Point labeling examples
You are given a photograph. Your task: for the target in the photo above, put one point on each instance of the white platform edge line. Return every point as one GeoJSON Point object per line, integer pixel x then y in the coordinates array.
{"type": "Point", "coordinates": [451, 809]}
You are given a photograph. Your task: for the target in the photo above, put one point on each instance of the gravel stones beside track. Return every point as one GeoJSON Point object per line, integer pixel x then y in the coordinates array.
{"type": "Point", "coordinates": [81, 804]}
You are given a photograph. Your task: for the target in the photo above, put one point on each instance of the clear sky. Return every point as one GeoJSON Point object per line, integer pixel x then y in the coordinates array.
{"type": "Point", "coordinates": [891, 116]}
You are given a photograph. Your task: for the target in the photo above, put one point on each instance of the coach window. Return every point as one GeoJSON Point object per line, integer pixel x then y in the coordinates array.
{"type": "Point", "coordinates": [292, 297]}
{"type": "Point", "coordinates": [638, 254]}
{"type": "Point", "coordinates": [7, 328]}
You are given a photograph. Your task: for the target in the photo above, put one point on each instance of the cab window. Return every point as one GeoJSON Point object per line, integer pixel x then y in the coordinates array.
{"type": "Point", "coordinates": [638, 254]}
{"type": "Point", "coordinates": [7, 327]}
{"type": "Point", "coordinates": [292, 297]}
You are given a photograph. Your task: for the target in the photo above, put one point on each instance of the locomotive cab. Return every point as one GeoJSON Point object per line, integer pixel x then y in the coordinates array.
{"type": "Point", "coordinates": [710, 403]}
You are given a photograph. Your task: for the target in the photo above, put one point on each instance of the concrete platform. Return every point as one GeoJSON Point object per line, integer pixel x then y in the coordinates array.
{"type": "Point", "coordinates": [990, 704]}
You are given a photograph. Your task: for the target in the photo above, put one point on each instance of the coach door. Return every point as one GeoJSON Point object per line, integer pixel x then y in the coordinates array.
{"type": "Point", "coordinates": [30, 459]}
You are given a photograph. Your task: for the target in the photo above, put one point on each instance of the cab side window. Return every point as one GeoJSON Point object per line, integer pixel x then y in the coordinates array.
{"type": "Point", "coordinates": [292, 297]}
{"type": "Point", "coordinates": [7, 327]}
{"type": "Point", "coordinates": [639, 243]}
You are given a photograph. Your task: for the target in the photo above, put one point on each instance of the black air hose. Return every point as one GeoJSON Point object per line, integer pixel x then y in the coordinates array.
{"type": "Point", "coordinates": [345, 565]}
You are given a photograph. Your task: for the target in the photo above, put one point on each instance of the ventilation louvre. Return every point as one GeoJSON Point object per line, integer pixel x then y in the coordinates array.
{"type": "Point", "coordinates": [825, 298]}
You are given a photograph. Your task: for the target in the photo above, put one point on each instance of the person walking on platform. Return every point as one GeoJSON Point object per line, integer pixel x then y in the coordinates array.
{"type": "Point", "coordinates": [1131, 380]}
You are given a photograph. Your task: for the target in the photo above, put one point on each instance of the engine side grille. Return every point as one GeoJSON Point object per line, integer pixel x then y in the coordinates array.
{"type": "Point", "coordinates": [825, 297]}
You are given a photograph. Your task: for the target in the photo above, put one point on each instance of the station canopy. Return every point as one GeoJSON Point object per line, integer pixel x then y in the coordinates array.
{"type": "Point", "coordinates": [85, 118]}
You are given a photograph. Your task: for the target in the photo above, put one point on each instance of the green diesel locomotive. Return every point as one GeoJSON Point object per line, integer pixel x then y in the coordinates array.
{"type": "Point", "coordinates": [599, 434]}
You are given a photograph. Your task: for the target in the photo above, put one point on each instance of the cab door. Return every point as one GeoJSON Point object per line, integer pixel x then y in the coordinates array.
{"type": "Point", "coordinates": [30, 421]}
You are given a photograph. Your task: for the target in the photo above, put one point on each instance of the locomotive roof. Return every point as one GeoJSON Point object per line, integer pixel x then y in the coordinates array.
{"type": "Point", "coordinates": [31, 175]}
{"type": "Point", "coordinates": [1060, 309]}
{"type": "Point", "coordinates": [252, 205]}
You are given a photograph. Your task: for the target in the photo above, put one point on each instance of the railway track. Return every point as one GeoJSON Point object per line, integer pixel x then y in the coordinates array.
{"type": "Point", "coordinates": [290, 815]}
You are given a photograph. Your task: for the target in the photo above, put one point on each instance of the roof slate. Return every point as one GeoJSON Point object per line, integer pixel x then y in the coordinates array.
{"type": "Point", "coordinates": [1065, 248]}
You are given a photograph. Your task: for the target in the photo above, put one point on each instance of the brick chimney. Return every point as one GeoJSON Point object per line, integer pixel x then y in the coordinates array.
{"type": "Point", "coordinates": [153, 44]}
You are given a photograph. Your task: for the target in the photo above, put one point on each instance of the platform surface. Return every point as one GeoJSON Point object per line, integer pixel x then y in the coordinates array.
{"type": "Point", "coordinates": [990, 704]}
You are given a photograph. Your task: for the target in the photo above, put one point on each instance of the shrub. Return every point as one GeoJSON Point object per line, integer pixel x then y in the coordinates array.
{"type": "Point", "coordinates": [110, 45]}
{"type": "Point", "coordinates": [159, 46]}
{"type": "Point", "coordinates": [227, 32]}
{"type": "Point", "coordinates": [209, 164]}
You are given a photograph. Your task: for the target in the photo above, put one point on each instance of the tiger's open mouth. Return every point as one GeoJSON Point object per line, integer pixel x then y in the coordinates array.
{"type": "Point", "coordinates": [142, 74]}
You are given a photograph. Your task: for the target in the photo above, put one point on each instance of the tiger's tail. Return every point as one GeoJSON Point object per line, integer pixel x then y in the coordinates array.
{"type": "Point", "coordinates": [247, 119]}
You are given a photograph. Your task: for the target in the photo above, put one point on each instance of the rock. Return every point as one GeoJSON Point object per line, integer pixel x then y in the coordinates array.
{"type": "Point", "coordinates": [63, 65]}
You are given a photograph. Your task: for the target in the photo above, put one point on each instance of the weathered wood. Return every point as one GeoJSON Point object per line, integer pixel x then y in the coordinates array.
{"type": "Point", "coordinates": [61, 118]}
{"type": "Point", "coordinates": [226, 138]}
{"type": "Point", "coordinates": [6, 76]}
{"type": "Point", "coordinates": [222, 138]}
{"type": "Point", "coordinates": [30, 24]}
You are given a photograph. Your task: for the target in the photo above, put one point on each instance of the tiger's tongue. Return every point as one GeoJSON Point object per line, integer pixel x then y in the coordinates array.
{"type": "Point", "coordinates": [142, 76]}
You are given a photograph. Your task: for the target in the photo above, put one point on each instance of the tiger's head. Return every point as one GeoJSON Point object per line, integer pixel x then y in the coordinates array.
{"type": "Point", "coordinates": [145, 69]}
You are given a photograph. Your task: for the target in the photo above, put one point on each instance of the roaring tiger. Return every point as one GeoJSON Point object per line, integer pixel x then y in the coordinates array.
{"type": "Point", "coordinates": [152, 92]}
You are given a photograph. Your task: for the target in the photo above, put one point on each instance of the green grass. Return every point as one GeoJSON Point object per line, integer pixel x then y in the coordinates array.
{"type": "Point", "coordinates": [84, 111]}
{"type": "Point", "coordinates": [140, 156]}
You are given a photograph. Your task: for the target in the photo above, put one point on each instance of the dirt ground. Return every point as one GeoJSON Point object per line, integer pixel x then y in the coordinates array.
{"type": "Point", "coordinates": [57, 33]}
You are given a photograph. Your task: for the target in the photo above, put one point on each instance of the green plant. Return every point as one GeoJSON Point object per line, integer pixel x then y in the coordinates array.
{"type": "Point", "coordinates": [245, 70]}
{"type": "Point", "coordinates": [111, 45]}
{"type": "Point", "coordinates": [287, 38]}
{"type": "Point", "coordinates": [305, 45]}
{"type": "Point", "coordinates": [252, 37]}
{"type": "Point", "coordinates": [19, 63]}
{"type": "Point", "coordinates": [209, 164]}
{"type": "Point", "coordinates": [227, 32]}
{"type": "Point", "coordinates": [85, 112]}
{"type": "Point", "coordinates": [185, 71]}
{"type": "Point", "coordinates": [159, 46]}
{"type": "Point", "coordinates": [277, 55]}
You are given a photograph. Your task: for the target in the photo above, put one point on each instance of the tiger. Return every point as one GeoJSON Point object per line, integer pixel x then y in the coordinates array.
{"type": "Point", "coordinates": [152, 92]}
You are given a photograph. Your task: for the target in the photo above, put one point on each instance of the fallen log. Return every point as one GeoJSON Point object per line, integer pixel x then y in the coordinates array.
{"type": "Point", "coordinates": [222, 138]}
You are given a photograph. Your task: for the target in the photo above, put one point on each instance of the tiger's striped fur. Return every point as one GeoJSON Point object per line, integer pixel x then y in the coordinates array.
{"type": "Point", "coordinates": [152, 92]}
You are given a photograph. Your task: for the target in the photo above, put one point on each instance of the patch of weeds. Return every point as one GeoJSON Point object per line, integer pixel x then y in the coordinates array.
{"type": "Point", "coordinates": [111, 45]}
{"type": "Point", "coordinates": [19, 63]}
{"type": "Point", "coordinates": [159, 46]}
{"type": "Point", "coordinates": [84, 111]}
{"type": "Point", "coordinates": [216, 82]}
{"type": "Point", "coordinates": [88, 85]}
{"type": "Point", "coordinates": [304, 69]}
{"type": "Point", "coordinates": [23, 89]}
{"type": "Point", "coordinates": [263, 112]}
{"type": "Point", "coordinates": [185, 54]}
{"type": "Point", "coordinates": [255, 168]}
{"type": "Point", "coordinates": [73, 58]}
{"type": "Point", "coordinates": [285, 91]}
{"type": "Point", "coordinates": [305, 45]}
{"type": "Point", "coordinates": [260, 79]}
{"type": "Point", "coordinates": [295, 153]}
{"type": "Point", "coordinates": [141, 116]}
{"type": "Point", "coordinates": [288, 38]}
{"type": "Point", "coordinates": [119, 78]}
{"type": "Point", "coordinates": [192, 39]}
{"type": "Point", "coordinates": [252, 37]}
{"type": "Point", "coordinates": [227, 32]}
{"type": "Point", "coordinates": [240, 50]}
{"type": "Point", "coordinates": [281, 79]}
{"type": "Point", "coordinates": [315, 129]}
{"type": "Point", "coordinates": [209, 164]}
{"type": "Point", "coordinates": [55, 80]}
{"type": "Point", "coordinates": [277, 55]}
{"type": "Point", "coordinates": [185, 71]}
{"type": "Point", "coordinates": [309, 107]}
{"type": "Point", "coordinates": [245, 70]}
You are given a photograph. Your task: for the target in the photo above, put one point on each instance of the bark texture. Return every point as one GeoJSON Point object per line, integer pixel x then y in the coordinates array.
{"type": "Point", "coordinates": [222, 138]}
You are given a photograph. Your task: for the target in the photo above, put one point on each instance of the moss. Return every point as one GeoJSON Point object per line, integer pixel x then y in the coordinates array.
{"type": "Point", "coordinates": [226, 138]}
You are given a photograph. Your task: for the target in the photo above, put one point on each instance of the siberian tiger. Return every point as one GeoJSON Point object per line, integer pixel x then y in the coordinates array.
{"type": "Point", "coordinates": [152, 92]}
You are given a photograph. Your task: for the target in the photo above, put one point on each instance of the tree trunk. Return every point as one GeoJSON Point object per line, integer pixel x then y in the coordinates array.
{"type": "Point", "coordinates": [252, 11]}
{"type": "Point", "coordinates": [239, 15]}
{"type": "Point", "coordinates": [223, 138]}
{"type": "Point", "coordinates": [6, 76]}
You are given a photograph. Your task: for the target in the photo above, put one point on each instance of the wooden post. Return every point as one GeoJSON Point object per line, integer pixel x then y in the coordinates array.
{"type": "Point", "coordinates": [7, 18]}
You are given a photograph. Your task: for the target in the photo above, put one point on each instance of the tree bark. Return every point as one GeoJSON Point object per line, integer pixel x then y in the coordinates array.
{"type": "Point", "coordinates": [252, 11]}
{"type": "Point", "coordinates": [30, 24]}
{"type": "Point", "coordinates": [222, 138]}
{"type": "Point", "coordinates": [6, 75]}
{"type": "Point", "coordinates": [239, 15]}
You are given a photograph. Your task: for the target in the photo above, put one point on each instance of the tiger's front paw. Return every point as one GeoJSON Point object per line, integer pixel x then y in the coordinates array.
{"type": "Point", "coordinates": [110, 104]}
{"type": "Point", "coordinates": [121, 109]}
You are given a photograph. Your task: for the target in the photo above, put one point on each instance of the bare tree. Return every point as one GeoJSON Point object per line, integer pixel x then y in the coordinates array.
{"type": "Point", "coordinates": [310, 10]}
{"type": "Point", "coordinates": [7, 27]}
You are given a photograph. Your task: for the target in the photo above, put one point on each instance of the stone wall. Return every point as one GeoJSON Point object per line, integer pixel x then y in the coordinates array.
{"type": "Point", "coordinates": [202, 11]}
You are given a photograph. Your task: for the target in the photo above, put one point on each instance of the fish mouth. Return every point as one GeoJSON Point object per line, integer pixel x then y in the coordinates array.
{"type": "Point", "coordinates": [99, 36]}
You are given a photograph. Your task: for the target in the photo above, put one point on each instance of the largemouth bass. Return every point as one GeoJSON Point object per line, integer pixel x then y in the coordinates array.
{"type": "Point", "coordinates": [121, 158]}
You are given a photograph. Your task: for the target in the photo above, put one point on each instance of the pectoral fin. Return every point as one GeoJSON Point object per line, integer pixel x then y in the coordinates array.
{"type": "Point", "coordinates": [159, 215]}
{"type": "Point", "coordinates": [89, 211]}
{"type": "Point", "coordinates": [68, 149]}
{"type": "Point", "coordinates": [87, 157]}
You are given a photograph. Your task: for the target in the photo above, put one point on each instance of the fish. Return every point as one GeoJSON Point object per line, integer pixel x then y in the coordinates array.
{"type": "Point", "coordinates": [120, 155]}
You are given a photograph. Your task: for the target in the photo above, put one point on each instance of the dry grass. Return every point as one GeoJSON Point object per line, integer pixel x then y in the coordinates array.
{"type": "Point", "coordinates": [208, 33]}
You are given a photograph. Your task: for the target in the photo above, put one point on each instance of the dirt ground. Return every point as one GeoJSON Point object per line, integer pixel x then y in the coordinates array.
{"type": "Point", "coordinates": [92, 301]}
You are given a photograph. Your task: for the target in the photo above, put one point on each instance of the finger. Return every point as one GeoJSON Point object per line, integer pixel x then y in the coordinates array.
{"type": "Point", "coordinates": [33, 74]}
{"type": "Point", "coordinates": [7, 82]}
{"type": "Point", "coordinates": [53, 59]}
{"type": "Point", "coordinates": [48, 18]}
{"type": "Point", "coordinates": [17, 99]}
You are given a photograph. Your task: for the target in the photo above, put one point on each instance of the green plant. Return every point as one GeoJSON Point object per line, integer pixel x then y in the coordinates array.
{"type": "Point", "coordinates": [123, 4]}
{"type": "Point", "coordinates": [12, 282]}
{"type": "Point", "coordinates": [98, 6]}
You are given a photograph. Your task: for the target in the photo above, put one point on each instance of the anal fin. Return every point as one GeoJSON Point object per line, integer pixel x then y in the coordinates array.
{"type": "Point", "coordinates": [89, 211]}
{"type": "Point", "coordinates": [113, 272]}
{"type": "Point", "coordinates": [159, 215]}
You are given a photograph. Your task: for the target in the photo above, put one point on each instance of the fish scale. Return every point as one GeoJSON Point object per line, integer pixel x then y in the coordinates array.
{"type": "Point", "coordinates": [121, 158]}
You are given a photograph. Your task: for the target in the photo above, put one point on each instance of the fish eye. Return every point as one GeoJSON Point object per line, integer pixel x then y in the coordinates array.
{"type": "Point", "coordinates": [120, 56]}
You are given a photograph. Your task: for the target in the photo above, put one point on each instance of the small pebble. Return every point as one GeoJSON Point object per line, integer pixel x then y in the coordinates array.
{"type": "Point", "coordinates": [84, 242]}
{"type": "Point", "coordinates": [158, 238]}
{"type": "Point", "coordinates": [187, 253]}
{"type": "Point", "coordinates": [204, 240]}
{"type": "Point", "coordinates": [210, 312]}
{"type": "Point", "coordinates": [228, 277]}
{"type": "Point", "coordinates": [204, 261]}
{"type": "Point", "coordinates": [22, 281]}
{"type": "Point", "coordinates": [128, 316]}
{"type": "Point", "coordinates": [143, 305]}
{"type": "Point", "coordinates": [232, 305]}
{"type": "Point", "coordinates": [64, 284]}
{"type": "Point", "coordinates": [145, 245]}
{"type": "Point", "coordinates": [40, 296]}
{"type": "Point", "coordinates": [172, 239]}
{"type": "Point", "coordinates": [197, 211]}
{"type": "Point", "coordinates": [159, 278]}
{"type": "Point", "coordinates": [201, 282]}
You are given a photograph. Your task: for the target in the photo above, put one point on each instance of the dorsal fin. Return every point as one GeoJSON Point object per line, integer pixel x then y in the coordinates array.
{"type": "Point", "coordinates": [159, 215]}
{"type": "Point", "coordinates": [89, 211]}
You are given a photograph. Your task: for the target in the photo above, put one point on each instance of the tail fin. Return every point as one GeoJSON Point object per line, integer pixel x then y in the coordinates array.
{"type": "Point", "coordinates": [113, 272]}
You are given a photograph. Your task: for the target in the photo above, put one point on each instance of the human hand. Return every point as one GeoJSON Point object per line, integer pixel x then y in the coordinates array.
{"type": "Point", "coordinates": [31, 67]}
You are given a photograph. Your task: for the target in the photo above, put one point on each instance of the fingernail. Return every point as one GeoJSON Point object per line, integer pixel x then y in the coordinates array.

- [The exercise]: Copy exactly the lines from the one containing "of the dorsal" through the last line of the records, both included, and nothing else.

- [Answer to this exercise]:
You are given a photograph. Your task: for the target in the photo above, put one point on each instance of the dorsal fin. Return every point as one GeoJSON Point object per line, integer pixel x then y in the coordinates array.
{"type": "Point", "coordinates": [159, 215]}
{"type": "Point", "coordinates": [89, 211]}
You are given a photograph. Your task: for the target in the photo above, put one point on each instance of the tail fin. Return every point as one GeoJSON Point object per line, integer pixel x then y in the coordinates array.
{"type": "Point", "coordinates": [113, 272]}
You are given a photograph. Your task: for the target in the photo above, put one point on each instance of the human hand. Return every point as one GeoJSON Point object per line, integer pixel x then y in the coordinates array.
{"type": "Point", "coordinates": [31, 67]}
You are given a photograph. Your task: for the target in the photo above, put one point on each instance of the fingernail. Return every point as one GeoJSON Point object per line, integer pixel x then y in the coordinates array.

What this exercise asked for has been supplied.